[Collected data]
--

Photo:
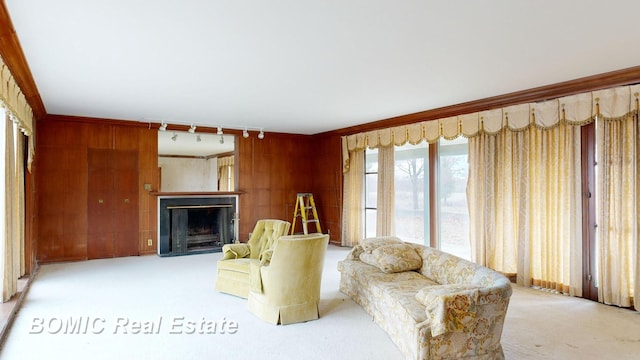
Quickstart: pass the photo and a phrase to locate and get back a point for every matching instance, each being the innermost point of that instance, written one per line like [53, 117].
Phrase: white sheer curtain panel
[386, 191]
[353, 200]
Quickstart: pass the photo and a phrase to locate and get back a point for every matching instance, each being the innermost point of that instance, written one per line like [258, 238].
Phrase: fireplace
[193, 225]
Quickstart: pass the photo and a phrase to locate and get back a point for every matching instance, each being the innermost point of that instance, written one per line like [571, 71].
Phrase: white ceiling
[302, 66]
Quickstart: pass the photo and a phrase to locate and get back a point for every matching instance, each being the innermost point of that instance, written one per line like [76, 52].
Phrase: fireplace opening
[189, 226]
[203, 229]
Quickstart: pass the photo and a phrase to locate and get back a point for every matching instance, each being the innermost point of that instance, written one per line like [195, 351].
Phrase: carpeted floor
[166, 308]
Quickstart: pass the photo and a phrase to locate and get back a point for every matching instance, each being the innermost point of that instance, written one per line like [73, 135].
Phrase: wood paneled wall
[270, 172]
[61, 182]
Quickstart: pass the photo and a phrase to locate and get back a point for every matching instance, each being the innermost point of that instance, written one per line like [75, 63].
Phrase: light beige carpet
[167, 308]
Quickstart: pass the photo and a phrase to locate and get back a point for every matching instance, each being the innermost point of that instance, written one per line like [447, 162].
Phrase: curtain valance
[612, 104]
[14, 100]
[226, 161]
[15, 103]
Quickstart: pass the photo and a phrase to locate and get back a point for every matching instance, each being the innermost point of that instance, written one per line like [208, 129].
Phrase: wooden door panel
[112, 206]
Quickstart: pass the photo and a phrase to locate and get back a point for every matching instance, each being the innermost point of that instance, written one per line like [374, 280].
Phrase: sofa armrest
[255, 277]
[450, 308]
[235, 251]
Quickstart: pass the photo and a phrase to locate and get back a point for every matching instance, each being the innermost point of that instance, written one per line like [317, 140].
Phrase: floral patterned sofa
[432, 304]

--

* _Work instruction_:
Skip the pictures. Restate exactly the lines from the start of the entries through the line containing "like [571, 71].", both ends included.

* _Response to the task_:
Photo:
Quickstart: pass the photo and a phrase to locate and get back a point for every matching instance, each being the innermost point of that instance, written one per line like [53, 117].
Phrase: white sheer curtain panel
[386, 191]
[353, 200]
Quickstart: pass the photo and a phrase to locate and get back a point for every matching instance, each being the innermost point of that instance, written one per line like [258, 238].
Phrase: fireplace
[193, 225]
Quickstart: pass the photo and a phrase to locate and get back a point for every matching instance, each being the innermost point of that instance, written one per line like [571, 71].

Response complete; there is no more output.